----- TEXT PROVIDED
Code Objects Internals — Deep Dive

Dissect Python code objects at the byte level — bytecode layout, co_ attributes, the constants pool, and how CPython compiles scopes.

The Code Object in CPython’s Architecture

In CPython, the code object is represented by PyCodeObject (defined in Include/cpython/code.h). It is one of the most important internal types — every execution scope (module, function, class, comprehension) gets one. The object is immutable after creation, which enables caching in .pyc files and safe sharing across threads.

Complete Attribute Reference

Here is the full set of co_ attributes available in Python 3.12+:

def example(a, b=10, *args, key=None, **kwargs):
    x = a + b
    name = "test"
    return x

co = example.__code__

Argument metadata:

co_argcount — Positional argument count (2: a and b)
co_posonlyargcount — Positional-only arguments (0 here)
co_kwonlyargcount — Keyword-only arguments (1: key)
co_flags — Bitmask indicating properties like CO_VARARGS (0x04), CO_VARKEYWORDS (0x08), CO_GENERATOR (0x20), CO_COROUTINE (0x100)

Variable tables:

co_varnames — Local variables including arguments: ('a', 'b', 'args', 'key', 'kwargs', 'x', 'name')
co_cellvars — Variables captured by inner functions (closures)
co_freevars — Variables received from an enclosing scope
co_names — Global/attribute names referenced

Bytecode and constants:

co_code — The raw bytecode bytes
co_consts — Immutable constant pool: (10, None, 'test')
co_stacksize — Maximum evaluation stack depth

Source mapping:

co_filename — Source file path
co_name — Scope name (e.g., 'example')
co_qualname — Qualified name including nesting (Python 3.11+)
co_firstlineno — First line number
co_lnotab — Legacy line number table (deprecated)
co_linetable — New compact line table (Python 3.10+)

Bytecode Layout

The co_code attribute contains the actual instructions. In Python 3.6+, every instruction is exactly 2 bytes (word code): one byte for the opcode, one for the argument. Instructions that need larger arguments use EXTENDED_ARG prefixes.

import dis

def square(n):
    return n * n

dis.dis(square)
# Output (Python 3.12):
#   RESUME          0
#   LOAD_FAST       0 (n)
#   LOAD_FAST       0 (n)
#   BINARY_OP       5 (*)
#   RETURN_VALUE

The dis module decodes co_code and maps argument indices back to the variable tables. LOAD_FAST 0 means “load local variable at index 0 in co_varnames”, which is n.
----------
> [SHORT TASK A]:
Show each line of the listing below that contains the string "denim". Case counts.
----- INPUT
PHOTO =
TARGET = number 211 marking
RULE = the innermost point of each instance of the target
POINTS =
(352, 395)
----------
----- INPUT
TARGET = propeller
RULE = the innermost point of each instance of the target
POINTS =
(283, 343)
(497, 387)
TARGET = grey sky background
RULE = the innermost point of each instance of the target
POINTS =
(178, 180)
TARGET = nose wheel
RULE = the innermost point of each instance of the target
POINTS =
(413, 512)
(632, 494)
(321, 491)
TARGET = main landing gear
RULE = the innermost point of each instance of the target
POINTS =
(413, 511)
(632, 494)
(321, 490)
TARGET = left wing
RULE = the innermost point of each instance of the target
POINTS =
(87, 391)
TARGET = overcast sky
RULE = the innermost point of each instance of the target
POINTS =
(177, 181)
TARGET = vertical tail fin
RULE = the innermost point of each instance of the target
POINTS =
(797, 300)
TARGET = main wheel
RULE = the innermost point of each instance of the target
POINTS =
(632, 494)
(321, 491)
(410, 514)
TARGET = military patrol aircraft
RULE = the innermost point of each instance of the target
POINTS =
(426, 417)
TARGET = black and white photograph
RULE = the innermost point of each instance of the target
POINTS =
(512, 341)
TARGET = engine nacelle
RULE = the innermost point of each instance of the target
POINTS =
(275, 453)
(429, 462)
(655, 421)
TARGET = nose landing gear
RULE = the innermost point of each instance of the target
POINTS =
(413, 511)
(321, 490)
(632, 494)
----------
----- INPUT
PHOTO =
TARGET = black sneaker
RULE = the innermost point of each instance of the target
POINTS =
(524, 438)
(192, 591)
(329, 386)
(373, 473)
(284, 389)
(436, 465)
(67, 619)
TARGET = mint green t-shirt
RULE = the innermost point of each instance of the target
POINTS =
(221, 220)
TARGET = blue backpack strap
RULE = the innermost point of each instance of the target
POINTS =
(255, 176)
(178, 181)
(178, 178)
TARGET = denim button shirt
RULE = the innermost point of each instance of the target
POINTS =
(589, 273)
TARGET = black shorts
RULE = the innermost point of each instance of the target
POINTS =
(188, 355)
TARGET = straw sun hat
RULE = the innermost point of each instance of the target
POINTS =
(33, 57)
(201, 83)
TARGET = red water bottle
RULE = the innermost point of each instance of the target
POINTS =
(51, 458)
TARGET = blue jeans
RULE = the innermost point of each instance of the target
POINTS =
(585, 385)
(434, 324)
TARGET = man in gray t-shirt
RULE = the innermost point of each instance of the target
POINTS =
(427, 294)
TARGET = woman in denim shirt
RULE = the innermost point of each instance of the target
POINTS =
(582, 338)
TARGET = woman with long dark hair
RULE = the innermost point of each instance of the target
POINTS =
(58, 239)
----------
> [SHORT TASK B]:
In the code objects deep dive, how many bytes does each bytecode instruction take in Python 3.6 and later?

> [CORRECT RESPONSE A]:
TARGET = denim button shirt
TARGET = woman in denim shirt

> [CORRECT RESPONSE B]:
Exactly 2 bytes: one byte for the opcode and one for the argument.